--- Start of STORED ROWS ---
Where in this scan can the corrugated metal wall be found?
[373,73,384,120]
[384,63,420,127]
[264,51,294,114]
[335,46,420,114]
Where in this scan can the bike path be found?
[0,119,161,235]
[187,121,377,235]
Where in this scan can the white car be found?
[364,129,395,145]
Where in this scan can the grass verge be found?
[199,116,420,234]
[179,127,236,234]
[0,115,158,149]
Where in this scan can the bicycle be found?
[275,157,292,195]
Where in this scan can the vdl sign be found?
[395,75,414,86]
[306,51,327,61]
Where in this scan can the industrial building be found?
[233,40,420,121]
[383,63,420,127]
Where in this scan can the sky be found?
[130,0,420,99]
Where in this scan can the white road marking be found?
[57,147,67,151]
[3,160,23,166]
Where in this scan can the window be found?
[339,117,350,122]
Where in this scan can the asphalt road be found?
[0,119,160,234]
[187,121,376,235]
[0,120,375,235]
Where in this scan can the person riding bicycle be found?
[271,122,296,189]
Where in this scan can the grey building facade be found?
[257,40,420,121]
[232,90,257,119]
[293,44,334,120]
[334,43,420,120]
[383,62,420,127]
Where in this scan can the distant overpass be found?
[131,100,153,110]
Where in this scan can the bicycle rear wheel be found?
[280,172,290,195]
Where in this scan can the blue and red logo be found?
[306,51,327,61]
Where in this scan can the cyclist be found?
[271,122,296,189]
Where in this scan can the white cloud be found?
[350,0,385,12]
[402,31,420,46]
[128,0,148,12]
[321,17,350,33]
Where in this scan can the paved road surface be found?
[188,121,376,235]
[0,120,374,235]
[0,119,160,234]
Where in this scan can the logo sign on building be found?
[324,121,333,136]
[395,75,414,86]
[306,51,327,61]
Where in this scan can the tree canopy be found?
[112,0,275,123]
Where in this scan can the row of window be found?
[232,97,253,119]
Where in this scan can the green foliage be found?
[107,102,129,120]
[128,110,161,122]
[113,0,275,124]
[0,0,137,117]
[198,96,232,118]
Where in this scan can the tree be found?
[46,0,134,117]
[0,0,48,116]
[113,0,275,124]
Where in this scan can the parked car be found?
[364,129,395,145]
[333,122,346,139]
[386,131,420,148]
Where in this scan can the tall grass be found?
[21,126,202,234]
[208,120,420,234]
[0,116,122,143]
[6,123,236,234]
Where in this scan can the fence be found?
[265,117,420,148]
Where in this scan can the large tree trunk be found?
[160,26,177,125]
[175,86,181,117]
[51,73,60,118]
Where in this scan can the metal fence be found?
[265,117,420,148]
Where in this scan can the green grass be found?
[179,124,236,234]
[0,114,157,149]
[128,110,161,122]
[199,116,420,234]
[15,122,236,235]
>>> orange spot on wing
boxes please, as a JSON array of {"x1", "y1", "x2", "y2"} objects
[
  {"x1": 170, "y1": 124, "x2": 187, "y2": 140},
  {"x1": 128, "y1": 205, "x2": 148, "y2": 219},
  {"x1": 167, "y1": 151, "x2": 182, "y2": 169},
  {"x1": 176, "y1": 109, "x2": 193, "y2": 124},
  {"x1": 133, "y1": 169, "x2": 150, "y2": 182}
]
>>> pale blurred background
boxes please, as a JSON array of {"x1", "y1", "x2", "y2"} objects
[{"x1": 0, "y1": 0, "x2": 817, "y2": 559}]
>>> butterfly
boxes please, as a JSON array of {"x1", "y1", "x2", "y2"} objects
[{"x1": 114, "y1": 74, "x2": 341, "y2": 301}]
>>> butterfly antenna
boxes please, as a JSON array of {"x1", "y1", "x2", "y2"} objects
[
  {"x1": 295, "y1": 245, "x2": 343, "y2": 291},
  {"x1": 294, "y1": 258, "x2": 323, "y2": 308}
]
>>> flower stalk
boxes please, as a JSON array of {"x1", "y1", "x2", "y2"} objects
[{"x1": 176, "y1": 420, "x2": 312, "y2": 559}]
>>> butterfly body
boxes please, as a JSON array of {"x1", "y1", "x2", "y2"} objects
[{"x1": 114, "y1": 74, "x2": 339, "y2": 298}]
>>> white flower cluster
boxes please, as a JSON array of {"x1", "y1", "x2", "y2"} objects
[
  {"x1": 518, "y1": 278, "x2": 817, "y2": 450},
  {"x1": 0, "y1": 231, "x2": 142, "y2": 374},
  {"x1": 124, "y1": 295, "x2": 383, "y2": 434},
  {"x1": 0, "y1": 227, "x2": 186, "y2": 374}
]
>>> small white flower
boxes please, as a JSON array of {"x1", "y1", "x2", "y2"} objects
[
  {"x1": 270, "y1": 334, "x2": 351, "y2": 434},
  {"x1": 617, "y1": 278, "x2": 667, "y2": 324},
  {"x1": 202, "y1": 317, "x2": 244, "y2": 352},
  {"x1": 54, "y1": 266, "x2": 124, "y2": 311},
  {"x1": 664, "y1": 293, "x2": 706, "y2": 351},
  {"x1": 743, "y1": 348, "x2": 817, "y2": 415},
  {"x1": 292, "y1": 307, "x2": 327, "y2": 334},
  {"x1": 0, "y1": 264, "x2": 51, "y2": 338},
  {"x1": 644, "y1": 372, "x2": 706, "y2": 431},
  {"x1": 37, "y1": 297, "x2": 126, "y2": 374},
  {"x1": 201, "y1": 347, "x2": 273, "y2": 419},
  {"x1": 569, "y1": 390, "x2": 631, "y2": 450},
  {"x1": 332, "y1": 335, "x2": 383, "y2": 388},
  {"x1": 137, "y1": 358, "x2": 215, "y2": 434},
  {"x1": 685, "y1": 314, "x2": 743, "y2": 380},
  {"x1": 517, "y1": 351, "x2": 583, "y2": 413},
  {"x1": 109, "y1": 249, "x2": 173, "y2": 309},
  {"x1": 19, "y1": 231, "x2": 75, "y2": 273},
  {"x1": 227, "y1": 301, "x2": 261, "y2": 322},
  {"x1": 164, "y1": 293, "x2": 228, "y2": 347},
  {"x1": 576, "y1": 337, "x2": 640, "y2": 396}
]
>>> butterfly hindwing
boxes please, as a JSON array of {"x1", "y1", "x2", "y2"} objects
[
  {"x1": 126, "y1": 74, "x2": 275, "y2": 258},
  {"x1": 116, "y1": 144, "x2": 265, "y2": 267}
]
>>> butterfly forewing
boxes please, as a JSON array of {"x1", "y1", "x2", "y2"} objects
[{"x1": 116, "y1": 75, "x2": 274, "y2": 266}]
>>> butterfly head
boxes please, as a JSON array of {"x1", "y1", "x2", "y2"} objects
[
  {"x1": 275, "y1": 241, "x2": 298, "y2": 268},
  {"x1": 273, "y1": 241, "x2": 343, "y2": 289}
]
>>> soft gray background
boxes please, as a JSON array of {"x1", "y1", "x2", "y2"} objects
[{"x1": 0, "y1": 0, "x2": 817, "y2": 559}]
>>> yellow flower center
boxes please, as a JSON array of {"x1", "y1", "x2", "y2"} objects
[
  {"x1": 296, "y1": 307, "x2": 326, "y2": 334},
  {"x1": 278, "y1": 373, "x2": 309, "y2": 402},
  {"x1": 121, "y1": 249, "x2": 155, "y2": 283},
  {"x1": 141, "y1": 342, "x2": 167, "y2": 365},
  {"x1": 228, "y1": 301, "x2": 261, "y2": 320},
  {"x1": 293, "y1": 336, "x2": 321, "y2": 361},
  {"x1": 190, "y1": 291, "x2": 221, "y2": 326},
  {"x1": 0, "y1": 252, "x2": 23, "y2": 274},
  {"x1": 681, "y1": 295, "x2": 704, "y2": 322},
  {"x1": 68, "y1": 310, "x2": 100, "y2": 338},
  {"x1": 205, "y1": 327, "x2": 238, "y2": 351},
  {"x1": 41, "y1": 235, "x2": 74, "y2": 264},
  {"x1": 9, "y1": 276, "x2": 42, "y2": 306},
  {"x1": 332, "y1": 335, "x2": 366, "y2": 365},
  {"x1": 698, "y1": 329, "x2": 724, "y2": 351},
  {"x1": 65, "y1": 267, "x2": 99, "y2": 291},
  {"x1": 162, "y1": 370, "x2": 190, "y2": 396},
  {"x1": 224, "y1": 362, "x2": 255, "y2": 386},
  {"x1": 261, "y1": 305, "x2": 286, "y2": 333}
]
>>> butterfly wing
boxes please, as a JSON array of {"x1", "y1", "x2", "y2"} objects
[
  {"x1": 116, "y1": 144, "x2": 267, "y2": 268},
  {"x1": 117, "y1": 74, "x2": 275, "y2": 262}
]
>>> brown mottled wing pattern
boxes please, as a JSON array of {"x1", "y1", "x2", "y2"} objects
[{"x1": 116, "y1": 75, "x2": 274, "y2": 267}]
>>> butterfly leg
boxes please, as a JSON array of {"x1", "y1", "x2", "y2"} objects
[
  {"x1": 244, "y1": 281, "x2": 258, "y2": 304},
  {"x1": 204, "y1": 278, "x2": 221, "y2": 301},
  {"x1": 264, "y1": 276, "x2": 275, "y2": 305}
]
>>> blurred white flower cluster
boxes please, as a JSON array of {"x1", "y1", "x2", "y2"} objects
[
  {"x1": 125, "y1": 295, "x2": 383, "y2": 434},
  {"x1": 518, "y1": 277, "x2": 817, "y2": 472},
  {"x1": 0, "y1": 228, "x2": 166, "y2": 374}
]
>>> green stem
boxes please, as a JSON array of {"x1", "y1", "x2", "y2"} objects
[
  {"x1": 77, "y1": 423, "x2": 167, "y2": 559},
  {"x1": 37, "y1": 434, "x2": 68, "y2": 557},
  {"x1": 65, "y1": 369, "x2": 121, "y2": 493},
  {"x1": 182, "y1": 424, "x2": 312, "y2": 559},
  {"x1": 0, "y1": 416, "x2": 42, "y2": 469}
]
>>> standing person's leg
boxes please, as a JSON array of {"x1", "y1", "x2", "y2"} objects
--- End of STORED ROWS ---
* [EXERCISE GOAL]
Repeat the lines from the one holding "Where in this scan can the tree canopy" through the one holding "[386,131,420,148]", inclusive, switching "foliage" to "leaves" and leaving everything else as it is.

* [TASK OUTPUT]
Where in this scan can the tree canopy be found?
[112,0,275,123]
Where in this scan can the row of window be found?
[232,97,253,119]
Where in this scan can the green leaves be found?
[107,102,129,120]
[128,110,161,122]
[113,0,275,124]
[0,0,137,117]
[198,96,232,118]
Where in this scan can the tree be found?
[46,0,134,117]
[0,0,48,116]
[113,0,275,124]
Where in this scan can the parked car be found?
[364,129,395,145]
[333,122,346,139]
[386,131,420,148]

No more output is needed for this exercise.